[What the task asks] Although the records contain pictures, the copy should leave them out and match everything else exactly.

◆ ◆ ◆ ◆ ◆ ◆ ◆

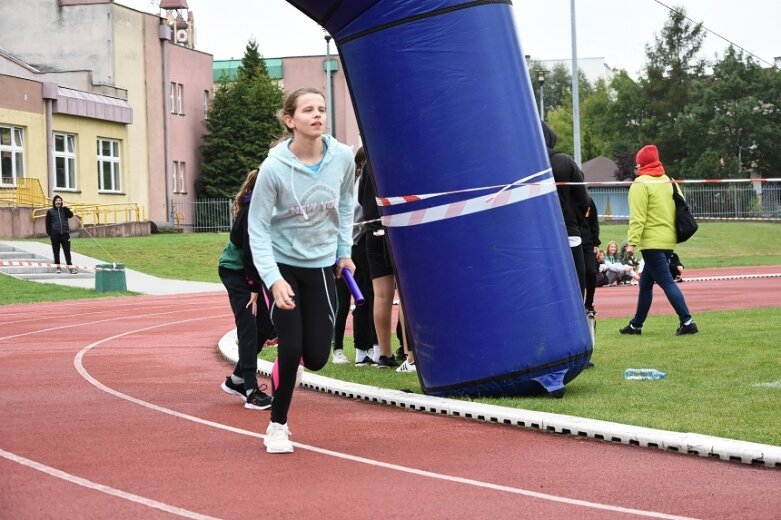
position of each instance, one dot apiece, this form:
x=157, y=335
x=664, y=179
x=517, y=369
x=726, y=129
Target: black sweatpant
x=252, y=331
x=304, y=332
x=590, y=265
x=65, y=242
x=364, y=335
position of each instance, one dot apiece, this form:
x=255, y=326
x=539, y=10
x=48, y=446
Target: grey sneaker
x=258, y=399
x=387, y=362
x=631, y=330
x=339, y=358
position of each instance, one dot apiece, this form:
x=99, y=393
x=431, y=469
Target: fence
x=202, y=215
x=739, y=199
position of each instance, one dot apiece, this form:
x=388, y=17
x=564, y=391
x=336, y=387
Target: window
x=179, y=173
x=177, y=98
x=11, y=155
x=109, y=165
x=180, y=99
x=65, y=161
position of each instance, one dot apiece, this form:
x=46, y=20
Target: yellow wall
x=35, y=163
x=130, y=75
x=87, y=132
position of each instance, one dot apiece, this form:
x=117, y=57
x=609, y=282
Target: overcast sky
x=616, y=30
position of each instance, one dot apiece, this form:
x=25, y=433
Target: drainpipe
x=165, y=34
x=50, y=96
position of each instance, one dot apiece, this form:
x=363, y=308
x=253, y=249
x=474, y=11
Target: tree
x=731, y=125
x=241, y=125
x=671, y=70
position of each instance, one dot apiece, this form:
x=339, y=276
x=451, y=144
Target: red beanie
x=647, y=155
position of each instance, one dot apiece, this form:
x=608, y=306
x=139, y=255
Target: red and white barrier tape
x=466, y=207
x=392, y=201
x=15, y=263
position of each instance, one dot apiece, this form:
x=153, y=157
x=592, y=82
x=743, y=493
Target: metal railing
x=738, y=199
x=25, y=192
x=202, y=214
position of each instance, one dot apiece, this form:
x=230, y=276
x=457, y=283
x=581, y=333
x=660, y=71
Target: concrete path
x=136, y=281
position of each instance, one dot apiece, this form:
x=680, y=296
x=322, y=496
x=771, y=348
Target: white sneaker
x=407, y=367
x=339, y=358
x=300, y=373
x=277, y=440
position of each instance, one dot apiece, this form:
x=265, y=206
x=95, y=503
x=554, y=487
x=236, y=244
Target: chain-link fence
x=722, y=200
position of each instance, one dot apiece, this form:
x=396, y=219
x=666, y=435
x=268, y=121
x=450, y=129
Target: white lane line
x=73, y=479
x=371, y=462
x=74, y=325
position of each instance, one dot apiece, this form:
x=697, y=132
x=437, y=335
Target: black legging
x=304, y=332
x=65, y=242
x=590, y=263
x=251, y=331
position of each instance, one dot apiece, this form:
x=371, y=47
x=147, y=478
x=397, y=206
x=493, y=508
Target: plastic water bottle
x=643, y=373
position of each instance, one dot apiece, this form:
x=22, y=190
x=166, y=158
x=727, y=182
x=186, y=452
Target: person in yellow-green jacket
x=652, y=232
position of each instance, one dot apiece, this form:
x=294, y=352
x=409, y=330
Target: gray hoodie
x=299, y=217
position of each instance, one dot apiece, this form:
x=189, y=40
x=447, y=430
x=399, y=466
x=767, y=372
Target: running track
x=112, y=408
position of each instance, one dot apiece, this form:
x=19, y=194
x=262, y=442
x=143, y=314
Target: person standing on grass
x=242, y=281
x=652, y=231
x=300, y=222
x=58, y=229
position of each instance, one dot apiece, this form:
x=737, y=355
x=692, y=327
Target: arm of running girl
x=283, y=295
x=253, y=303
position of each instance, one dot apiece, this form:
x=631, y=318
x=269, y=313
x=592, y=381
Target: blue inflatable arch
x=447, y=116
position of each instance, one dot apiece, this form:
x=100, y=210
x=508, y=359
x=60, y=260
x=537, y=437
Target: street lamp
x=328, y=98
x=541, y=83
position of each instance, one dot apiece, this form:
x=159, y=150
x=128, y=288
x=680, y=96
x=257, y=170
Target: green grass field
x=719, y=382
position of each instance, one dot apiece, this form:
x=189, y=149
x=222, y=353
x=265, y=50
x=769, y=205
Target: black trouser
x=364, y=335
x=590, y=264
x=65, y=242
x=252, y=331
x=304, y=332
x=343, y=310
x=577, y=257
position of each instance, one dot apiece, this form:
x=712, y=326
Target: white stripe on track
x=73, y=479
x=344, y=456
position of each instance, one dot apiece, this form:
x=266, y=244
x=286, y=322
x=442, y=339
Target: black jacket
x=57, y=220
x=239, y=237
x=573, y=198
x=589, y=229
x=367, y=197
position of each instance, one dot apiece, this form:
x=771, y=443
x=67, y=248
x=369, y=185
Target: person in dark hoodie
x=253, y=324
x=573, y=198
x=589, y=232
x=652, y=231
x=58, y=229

◆ ◆ ◆ ◆ ◆ ◆ ◆

[Answer area]
position of each instance, one dot apiece, this form:
x=157, y=335
x=664, y=179
x=517, y=369
x=726, y=129
Target: black sweatpant
x=252, y=331
x=304, y=332
x=590, y=265
x=65, y=242
x=364, y=335
position of each instance, one dot apiece, this form:
x=255, y=326
x=539, y=10
x=48, y=446
Target: grey sneaker
x=258, y=399
x=387, y=362
x=631, y=330
x=339, y=358
position of each instance, one dot apiece, this form:
x=99, y=393
x=431, y=469
Target: fence
x=202, y=215
x=739, y=199
position of each instance, one dot apiece, this form:
x=388, y=17
x=564, y=391
x=336, y=387
Target: window
x=179, y=173
x=177, y=98
x=11, y=155
x=109, y=165
x=180, y=99
x=65, y=161
position of each instance, one dot apiece, this form:
x=46, y=20
Target: yellow wall
x=35, y=163
x=130, y=75
x=87, y=132
position of each instance, one dot apiece, this form:
x=117, y=57
x=609, y=282
Target: overcast sky
x=616, y=30
position of each instance, one dot apiece, this form:
x=25, y=433
Target: drainpipe
x=165, y=34
x=50, y=96
position of each instance, one dot apiece, this form:
x=363, y=308
x=253, y=249
x=474, y=11
Target: tree
x=731, y=125
x=241, y=125
x=671, y=70
position of each instance, one dot apiece, this form:
x=339, y=276
x=451, y=144
Target: red beanie
x=647, y=155
position of each instance, one dot apiece, this form:
x=608, y=306
x=139, y=255
Target: red and white barrier tape
x=466, y=207
x=392, y=201
x=15, y=263
position of each instance, one dot apiece, this form:
x=153, y=157
x=592, y=82
x=743, y=493
Target: metal railing
x=738, y=199
x=25, y=192
x=202, y=214
position of each instance, one dot apiece, this form:
x=230, y=276
x=457, y=283
x=581, y=333
x=660, y=71
Target: concrete path
x=136, y=281
position of each instance, one dot apiece, this form:
x=680, y=296
x=322, y=496
x=771, y=348
Target: white sneaker
x=407, y=367
x=339, y=358
x=300, y=373
x=277, y=440
position of each instance, one dot apiece, this form:
x=265, y=206
x=95, y=503
x=554, y=487
x=236, y=244
Target: chain-link fence
x=722, y=200
position of each instance, one dot apiece, this form:
x=396, y=219
x=666, y=435
x=268, y=121
x=450, y=129
Target: white lane line
x=73, y=479
x=371, y=462
x=74, y=325
position of each instance, one dot apiece, this form:
x=697, y=132
x=437, y=335
Target: black legging
x=304, y=332
x=65, y=242
x=590, y=263
x=251, y=331
position of each instance, one dot apiece, this form:
x=371, y=47
x=147, y=478
x=397, y=206
x=493, y=508
Target: plastic water bottle
x=643, y=373
position of each instance, one dot apiece, this form:
x=22, y=190
x=166, y=158
x=727, y=182
x=186, y=452
Target: person in yellow-green jacket
x=652, y=232
position of each instance, one dot apiece, this form:
x=294, y=352
x=409, y=330
Target: gray hoodie
x=299, y=217
position of each instance, one dot apiece, this form:
x=189, y=40
x=447, y=430
x=399, y=466
x=767, y=372
Target: running track
x=112, y=408
position of each instance, one dot apiece, this form:
x=19, y=194
x=262, y=442
x=143, y=314
Target: person standing on grass
x=242, y=281
x=652, y=231
x=300, y=222
x=58, y=229
position of each instance, one dot apiece, this form:
x=737, y=355
x=692, y=327
Target: arm of running girl
x=283, y=295
x=253, y=303
position of each instance, one dot apiece, this form:
x=631, y=318
x=269, y=313
x=592, y=381
Target: blue inflatable arch
x=447, y=116
position of each instance, one dot apiece, this form:
x=100, y=210
x=508, y=359
x=60, y=260
x=537, y=437
Target: street lamp
x=328, y=98
x=541, y=83
position of each instance, one dot apiece, this form:
x=159, y=150
x=128, y=288
x=680, y=96
x=257, y=170
Target: green grass field
x=719, y=382
position of each instance, one dot apiece, this form:
x=189, y=149
x=222, y=353
x=265, y=50
x=769, y=205
Target: black trouser
x=364, y=335
x=590, y=264
x=65, y=242
x=252, y=331
x=304, y=332
x=343, y=310
x=577, y=257
position of each instance, one dot apiece, this form:
x=712, y=326
Target: white stripe on track
x=73, y=479
x=344, y=456
position of each instance, one dot apiece, this form:
x=266, y=244
x=286, y=322
x=442, y=339
Target: black jacket
x=57, y=220
x=239, y=237
x=573, y=198
x=589, y=229
x=367, y=197
position of each instance, one dot apiece, this form:
x=771, y=443
x=67, y=248
x=369, y=185
Target: person in dark hoodie
x=253, y=324
x=573, y=198
x=589, y=232
x=652, y=231
x=58, y=229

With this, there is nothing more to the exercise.